Write out every line of the material below word for word, with no changes.

(Records)

____________

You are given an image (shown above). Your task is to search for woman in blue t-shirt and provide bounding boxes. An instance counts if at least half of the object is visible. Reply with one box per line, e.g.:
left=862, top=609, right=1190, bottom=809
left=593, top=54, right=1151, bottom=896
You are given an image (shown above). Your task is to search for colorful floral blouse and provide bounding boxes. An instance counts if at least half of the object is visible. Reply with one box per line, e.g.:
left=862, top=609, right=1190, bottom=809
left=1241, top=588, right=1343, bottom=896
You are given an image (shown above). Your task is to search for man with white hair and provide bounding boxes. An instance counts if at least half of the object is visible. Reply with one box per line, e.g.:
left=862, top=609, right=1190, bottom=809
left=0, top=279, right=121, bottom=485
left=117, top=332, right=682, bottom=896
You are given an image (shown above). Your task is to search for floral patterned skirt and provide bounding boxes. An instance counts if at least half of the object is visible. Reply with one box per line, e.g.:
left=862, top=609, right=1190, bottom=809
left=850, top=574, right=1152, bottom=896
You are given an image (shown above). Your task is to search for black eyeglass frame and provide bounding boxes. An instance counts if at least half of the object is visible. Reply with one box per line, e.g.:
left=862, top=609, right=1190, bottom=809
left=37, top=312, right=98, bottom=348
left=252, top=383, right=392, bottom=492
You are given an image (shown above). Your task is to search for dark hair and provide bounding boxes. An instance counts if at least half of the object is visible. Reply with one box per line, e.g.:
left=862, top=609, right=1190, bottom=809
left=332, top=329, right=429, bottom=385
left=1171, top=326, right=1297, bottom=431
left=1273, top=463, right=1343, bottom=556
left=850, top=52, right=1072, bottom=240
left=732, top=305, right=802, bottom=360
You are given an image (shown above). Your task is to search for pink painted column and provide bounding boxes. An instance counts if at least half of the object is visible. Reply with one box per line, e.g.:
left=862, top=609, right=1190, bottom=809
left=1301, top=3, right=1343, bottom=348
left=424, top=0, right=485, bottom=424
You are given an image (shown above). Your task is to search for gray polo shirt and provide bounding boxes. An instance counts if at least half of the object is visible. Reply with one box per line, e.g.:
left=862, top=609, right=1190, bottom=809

____________

● **Result**
You are given an image (shown above). Your task is to search for woman in blue t-shirt and provide bounding boxes. An instance counts if at least half of the object is visible. Reply with one box per line, e.g.:
left=862, top=609, right=1190, bottom=809
left=593, top=54, right=1151, bottom=896
You are given an image (shown above). Your task is to search for colorful floral blouse and provide bounding boxes. An instance counts if at least half of the object is visible. Reply with one box per line, e.g.:
left=862, top=609, right=1190, bottom=809
left=1241, top=588, right=1343, bottom=896
You are given an image (shown above). Your task is to search for man with white hair and provide bounding boxes. An instance counts if at least half of the object is visible. Reply with one box per line, e.g.:
left=862, top=609, right=1190, bottom=809
left=0, top=279, right=121, bottom=485
left=117, top=332, right=682, bottom=896
You are given an image (shown above). Your task is to search for floral patterned skirt and provide bounding boxes. An instance counts if at least half of the object is visible. Reply with one box per line, e.g.:
left=862, top=609, right=1190, bottom=809
left=850, top=574, right=1152, bottom=896
You are given an image (shown above). Your task is to search for black eyeglass frame and provide bounding boxes. An instance counts if at least half of the object is visible. Reply with one box per line, e.g.:
left=862, top=609, right=1190, bottom=809
left=37, top=312, right=98, bottom=348
left=252, top=383, right=392, bottom=492
You are given an image (shown above). Your task is to search for dark hair and provide bounding boxes. An instance counts if at least half of the object is visible. Reply with one box per line, e.g.:
left=862, top=609, right=1190, bottom=809
left=332, top=329, right=429, bottom=385
left=1171, top=326, right=1297, bottom=431
left=1273, top=463, right=1343, bottom=556
left=850, top=52, right=1072, bottom=240
left=732, top=305, right=802, bottom=360
You are given an image (shown above). Your task is to search for pink painted column and provide bounding boxes. An instance counts if at least half of the object is visible. Reply with one box per line, e.g.:
left=862, top=609, right=1190, bottom=809
left=1301, top=3, right=1343, bottom=348
left=424, top=0, right=485, bottom=424
You are given an image (shown above). Your task is to search for gray polo shirt and provide bounding boxes. An instance counts if at least half of the object is visible. Reply with one box per line, e.g.:
left=862, top=609, right=1190, bottom=809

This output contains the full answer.